• Data to process
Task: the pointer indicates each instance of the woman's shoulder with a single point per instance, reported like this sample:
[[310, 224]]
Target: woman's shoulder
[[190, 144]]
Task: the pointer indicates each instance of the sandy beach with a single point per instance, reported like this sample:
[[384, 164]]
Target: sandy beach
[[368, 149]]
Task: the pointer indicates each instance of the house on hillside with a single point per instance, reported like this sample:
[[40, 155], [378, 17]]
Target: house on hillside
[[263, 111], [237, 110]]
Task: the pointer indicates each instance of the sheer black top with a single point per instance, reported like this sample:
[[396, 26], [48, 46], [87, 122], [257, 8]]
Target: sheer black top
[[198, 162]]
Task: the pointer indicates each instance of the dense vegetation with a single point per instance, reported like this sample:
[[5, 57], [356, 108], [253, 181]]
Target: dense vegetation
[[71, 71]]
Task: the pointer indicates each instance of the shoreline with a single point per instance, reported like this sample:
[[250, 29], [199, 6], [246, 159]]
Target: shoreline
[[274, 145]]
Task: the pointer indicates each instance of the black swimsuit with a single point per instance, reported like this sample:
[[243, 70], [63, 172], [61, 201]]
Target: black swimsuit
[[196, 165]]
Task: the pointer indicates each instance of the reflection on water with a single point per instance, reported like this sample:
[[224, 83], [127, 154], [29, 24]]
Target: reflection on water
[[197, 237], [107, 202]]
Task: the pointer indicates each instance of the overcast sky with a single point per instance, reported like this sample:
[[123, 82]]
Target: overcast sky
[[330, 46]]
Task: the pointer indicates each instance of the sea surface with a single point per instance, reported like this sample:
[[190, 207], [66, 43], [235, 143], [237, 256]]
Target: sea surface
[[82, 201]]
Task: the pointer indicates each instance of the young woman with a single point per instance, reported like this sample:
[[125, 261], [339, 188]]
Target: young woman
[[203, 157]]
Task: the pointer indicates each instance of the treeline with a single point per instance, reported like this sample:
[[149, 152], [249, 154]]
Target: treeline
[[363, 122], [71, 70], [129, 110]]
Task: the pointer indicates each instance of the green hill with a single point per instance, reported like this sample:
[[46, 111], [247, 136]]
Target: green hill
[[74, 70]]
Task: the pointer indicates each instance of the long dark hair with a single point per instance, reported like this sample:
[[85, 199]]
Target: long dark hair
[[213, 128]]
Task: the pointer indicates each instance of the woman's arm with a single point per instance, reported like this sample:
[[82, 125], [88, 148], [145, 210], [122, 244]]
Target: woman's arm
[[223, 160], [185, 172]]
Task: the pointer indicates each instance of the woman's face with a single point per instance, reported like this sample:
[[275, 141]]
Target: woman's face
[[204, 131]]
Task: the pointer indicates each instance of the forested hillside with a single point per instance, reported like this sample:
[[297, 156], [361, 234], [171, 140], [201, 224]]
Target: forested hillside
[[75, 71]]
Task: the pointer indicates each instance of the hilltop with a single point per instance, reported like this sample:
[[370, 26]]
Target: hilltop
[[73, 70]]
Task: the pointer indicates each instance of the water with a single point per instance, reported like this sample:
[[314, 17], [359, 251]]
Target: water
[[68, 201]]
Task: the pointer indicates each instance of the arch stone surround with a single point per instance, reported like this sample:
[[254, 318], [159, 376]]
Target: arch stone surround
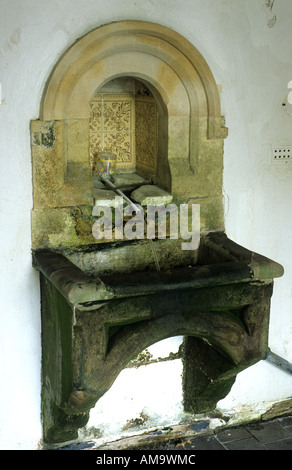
[[190, 160]]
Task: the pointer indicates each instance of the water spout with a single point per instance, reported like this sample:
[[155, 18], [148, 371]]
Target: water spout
[[137, 209]]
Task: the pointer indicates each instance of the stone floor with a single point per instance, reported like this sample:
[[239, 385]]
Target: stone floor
[[271, 435], [275, 434]]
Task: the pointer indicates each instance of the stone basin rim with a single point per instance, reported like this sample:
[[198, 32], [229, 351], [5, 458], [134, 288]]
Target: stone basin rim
[[80, 288]]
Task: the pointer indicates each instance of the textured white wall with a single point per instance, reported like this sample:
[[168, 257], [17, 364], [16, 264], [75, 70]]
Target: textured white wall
[[248, 48]]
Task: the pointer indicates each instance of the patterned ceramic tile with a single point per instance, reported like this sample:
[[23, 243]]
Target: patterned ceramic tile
[[112, 127], [127, 126], [146, 134]]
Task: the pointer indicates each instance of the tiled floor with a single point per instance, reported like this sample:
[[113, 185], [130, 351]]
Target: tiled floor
[[263, 435], [270, 435]]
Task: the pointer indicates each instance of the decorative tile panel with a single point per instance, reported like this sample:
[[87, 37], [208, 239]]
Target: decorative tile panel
[[146, 133], [112, 127], [126, 125]]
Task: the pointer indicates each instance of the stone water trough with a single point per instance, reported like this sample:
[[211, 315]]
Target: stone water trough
[[145, 93], [102, 305]]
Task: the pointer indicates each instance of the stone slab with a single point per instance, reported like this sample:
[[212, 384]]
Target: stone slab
[[106, 198], [151, 194]]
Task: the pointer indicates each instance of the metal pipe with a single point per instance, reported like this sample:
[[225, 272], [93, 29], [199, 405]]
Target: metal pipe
[[118, 191]]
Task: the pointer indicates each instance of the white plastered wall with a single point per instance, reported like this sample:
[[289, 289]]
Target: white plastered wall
[[248, 48]]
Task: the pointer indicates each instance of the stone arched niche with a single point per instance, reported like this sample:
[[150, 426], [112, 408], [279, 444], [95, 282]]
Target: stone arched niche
[[189, 123]]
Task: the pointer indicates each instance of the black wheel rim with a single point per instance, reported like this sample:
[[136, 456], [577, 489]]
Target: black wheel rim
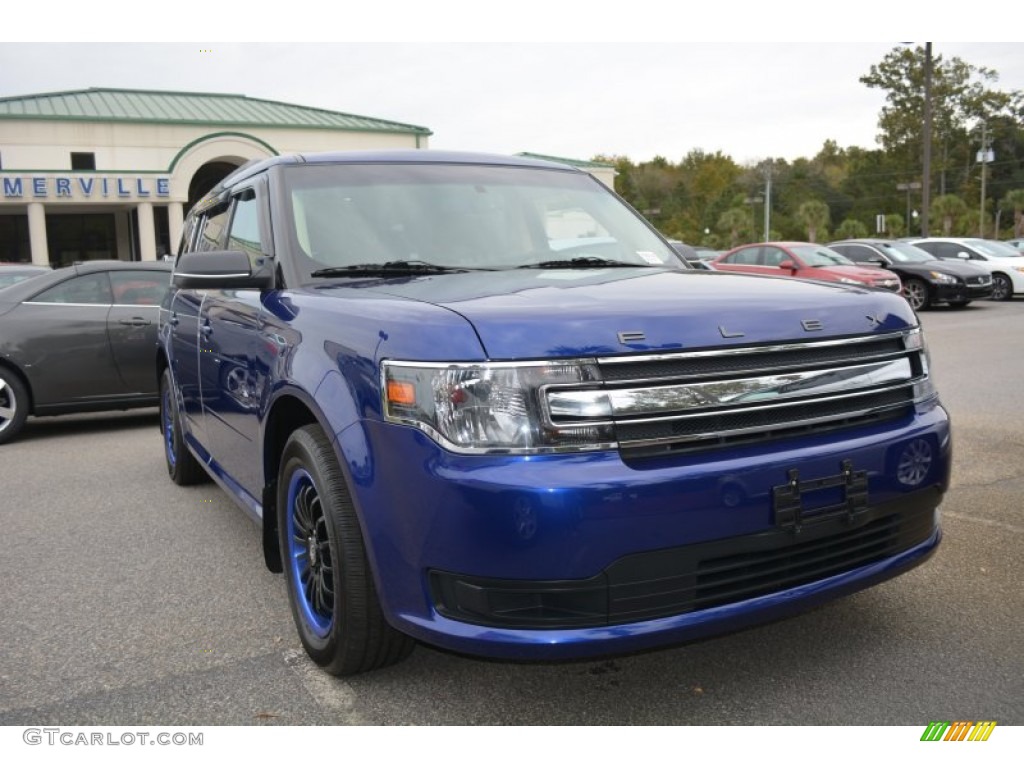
[[8, 406], [309, 554]]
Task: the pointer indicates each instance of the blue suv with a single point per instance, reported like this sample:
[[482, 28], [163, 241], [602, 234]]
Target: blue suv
[[479, 402]]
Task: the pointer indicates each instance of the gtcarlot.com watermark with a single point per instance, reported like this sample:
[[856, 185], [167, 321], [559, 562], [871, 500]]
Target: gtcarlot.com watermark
[[75, 737]]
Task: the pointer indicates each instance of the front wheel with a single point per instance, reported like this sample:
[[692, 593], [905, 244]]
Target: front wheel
[[182, 467], [1003, 289], [330, 585], [915, 292], [13, 406]]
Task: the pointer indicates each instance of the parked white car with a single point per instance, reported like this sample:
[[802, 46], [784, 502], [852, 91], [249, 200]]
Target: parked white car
[[1004, 261]]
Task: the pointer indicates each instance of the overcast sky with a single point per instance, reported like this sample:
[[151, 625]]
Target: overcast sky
[[577, 99]]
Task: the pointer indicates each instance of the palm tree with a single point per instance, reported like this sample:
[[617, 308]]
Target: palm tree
[[732, 221], [1015, 200], [814, 215], [947, 208]]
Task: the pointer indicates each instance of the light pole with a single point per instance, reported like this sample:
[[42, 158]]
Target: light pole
[[926, 195], [907, 187]]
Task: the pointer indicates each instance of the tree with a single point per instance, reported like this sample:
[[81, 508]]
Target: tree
[[813, 214], [895, 225], [1015, 200], [733, 221], [947, 208], [851, 228]]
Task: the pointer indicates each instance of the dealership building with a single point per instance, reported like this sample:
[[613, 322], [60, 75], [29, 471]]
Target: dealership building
[[109, 173]]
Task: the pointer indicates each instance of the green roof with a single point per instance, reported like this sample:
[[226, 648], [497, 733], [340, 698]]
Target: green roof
[[566, 161], [115, 104]]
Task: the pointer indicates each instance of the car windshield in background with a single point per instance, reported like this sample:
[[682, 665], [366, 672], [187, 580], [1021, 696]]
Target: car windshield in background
[[904, 253], [993, 248], [462, 217], [820, 256]]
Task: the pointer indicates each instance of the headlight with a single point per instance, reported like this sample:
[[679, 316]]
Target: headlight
[[924, 388], [484, 408]]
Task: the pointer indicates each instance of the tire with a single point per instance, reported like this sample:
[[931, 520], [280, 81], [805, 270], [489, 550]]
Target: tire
[[330, 585], [916, 294], [13, 406], [1003, 289], [182, 467]]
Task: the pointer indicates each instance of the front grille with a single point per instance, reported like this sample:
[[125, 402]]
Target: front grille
[[682, 580], [714, 398]]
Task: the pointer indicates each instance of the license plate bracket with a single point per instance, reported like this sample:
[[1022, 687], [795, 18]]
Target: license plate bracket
[[787, 503]]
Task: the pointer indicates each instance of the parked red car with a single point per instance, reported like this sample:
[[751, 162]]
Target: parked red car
[[804, 260]]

• Your goal
Please rewrite the part of the listing that opens with the line containing "Task: the pointer indicates each instance of the black swimsuit" and closes with the line containing "[[197, 237], [107, 202]]" as a Markdown table with the columns Row and Line, giving each line its own numbered row and leaving out blank lines.

• Written solution
| Row | Line |
|---|---|
| 1 | Task: the pointer indicates each instance of the black swimsuit with a single point per instance, reported like this sample: |
| 2 | [[243, 70], [63, 172], [61, 201]] |
| 3 | Target: black swimsuit |
| 4 | [[196, 165]] |
| 5 | Task: the pointer indicates each instance of the reflection on water with a single point per instance, reported like this sample: |
| 6 | [[224, 83], [127, 154], [29, 24]] |
| 7 | Target: reflection on water |
| 8 | [[197, 237], [107, 202]] |